> **Required work**: Pick out every line in the records below that contains the string "road", and copy each of those lines in full.

> **Recorded information**:
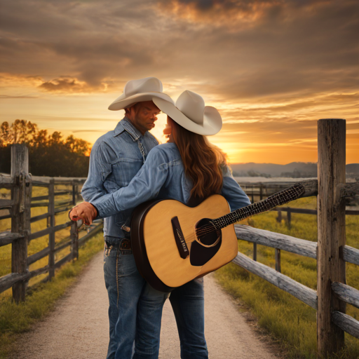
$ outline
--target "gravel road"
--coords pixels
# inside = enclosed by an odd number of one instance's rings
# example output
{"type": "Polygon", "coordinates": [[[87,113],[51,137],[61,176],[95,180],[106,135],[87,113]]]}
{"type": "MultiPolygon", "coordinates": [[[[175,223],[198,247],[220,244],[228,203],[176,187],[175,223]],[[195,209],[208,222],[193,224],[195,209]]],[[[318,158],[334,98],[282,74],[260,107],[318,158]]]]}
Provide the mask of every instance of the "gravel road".
{"type": "MultiPolygon", "coordinates": [[[[231,297],[205,278],[205,337],[211,359],[274,359],[231,297]]],[[[107,293],[102,255],[89,264],[78,283],[60,299],[56,310],[22,335],[12,359],[105,358],[108,343],[107,293]]],[[[169,301],[163,315],[160,359],[180,358],[180,341],[169,301]]]]}

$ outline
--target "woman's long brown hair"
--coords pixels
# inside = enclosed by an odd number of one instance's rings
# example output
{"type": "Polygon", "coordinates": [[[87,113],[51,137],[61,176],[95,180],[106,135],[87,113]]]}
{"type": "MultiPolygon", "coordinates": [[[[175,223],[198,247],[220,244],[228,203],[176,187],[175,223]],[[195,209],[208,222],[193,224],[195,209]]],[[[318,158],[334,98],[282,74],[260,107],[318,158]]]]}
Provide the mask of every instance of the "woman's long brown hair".
{"type": "Polygon", "coordinates": [[[173,120],[171,122],[175,127],[173,140],[180,150],[184,172],[194,183],[191,198],[203,200],[219,194],[223,184],[221,167],[226,164],[226,154],[210,143],[206,137],[186,130],[173,120]]]}

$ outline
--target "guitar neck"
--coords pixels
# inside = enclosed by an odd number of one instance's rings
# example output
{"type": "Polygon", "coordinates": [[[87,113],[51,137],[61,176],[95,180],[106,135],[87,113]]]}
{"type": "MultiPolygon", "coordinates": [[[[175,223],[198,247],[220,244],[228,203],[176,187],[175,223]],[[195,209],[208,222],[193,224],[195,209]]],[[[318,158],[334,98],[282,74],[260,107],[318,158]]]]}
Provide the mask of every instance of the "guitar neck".
{"type": "Polygon", "coordinates": [[[229,224],[233,224],[238,221],[248,218],[258,213],[262,213],[271,210],[278,205],[282,205],[291,201],[299,198],[305,192],[305,188],[301,184],[283,189],[280,192],[273,194],[266,199],[256,202],[252,205],[239,208],[222,217],[212,219],[216,230],[224,228],[229,224]]]}

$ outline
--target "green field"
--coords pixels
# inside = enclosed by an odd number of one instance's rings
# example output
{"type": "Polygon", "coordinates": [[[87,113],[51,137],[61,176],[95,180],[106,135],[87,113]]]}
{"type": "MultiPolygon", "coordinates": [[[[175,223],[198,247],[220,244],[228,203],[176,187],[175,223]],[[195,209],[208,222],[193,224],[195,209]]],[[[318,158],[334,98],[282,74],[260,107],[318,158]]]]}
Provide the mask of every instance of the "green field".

> **Correct response**:
--target "gravel road"
Provide the mask of every instance of the "gravel road".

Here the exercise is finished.